## Task prompt
The answer must consist solely of the line that contains "Category: blue suv body" and all subsequent lines of the data, each reproduced exactly.

++++ Data to examine ++++

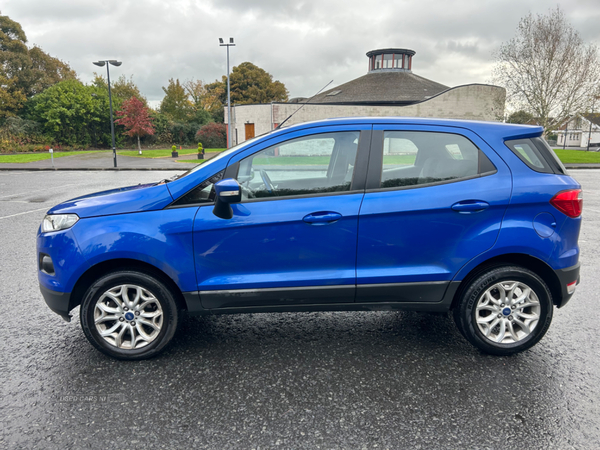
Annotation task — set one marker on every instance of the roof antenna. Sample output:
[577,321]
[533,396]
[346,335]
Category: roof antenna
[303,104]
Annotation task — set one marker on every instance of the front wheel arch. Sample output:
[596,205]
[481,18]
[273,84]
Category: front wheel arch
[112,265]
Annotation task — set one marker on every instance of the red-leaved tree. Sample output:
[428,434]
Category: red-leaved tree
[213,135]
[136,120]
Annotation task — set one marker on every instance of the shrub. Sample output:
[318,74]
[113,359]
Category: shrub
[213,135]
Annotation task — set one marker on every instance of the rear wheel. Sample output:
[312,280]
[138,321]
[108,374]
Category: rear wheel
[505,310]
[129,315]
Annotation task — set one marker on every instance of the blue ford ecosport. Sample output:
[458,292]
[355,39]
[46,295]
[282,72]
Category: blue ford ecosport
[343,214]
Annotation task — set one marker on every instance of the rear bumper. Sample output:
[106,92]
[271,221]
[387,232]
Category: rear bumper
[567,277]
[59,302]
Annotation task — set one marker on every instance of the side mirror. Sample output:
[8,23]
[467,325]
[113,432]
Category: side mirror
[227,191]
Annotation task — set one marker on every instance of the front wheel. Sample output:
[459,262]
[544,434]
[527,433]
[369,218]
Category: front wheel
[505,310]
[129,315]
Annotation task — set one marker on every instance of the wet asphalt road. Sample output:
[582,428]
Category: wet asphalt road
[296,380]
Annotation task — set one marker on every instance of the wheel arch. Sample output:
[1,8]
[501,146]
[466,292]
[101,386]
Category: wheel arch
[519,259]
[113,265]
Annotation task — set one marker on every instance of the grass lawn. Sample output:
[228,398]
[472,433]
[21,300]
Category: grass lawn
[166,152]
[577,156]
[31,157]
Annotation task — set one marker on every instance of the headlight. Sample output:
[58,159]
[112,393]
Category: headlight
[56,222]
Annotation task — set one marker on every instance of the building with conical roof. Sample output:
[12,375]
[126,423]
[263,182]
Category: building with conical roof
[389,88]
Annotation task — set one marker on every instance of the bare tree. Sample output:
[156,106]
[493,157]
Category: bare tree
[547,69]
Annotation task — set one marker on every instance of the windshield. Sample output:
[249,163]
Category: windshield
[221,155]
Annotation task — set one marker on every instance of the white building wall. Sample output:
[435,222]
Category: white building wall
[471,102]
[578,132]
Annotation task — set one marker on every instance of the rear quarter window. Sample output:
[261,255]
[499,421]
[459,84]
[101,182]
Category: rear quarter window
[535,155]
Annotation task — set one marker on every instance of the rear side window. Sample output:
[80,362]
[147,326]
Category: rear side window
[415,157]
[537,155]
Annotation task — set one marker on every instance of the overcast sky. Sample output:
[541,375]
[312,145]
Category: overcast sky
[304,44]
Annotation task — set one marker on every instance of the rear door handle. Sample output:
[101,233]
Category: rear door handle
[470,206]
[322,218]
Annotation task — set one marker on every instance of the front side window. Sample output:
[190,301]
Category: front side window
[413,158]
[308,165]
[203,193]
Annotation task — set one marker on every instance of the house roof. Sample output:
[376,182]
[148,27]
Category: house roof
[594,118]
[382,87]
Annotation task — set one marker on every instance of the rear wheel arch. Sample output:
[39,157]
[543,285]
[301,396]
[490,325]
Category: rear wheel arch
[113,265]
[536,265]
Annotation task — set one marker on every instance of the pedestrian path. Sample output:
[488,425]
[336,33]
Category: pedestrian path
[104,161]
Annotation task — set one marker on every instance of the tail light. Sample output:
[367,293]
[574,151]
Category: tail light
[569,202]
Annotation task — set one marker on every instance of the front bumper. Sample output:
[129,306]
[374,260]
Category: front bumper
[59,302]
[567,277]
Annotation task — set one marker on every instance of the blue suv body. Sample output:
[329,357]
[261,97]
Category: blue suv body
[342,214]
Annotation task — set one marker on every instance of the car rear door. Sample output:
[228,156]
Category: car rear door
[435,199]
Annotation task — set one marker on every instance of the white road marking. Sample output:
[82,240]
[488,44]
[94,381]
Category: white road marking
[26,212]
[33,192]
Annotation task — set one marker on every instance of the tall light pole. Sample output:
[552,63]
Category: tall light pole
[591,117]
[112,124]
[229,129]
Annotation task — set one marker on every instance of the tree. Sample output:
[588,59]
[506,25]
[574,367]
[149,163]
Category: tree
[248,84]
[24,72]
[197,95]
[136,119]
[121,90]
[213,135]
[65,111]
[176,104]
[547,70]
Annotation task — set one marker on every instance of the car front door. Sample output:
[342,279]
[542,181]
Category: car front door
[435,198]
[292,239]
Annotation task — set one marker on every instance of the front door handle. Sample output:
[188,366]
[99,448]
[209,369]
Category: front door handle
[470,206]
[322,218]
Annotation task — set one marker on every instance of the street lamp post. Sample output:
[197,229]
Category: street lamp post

++++

## Task result
Category: blue suv body
[342,214]
Annotation task — set one marker on every instance of the car rear door. Sample output:
[228,156]
Category: car rear door
[435,199]
Annotation task — set one marker on every instance of the white road marking. Sample output:
[82,240]
[488,44]
[94,381]
Category: white road marking
[26,212]
[33,192]
Annotation task — set one marker on every instance of the tall light pole. Sample output:
[552,63]
Category: tall light pole
[591,117]
[112,124]
[229,129]
Annotation task — set one marker on every instance of the tree. Sample output:
[588,59]
[506,25]
[574,367]
[149,163]
Category: tree
[248,84]
[24,72]
[197,95]
[136,119]
[121,90]
[213,135]
[65,111]
[176,104]
[547,70]
Annotation task — set one marker on every instance of the car front door. Sample output:
[342,279]
[542,181]
Category: car front door
[435,198]
[292,239]
Annotation task — set one marker on every instance of the front door handle. Sample output:
[188,366]
[99,448]
[209,369]
Category: front door handle
[470,206]
[322,218]
Annotation task — set one marker on every instance of the street lamp post. Sample output:
[197,229]
Category: street lamp post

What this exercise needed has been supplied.